### Korte opgave
Verzamel elke regel uit de records waarin het woord "wooden" voorkomt. Let daarbij op hoofdletters en kleine letters.

### Items uit een dataset
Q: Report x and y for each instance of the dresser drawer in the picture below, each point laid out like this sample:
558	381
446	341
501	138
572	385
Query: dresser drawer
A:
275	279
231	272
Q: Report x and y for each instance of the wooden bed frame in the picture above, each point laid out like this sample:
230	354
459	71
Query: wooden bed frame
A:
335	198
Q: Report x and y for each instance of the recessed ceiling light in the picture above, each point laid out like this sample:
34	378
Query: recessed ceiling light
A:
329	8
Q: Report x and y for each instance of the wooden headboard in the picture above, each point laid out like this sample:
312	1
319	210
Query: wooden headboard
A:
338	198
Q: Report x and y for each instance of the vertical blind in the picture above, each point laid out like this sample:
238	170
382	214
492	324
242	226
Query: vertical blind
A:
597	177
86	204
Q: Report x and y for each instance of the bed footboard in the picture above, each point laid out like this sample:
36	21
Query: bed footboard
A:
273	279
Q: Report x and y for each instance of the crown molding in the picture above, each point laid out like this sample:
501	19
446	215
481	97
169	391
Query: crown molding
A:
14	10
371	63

--

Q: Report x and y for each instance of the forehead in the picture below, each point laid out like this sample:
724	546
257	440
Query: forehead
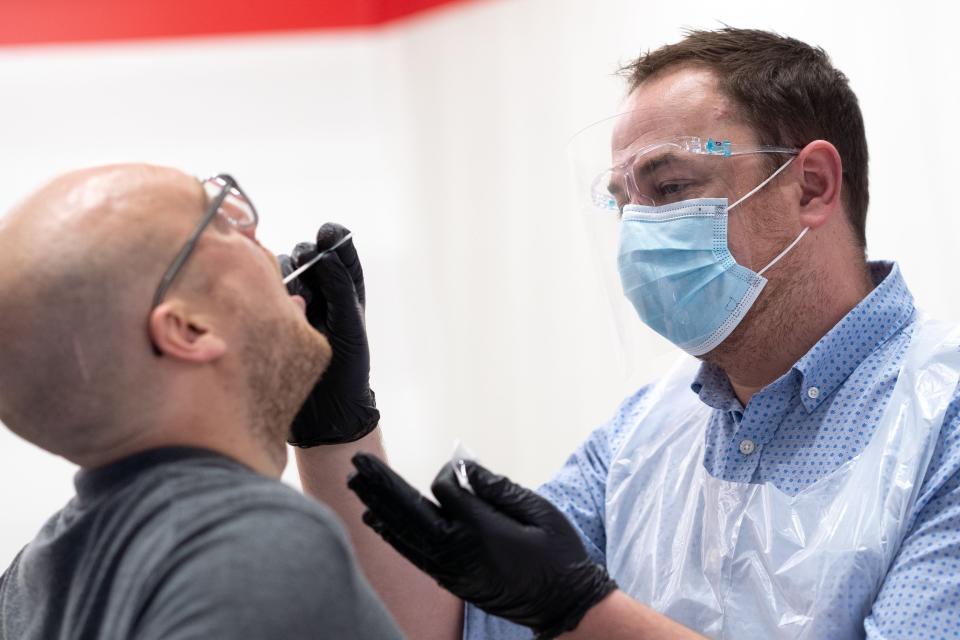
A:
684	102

### Uitgewerkte opgave
Q: Report x and y for each instance of the wooden bed frame in the picture above, each point laid out like this sample:
Query: wooden bed frame
Q: Report x and y for each instance of the wooden headboard in the picture above, each point laid out like this sample:
Query: wooden headboard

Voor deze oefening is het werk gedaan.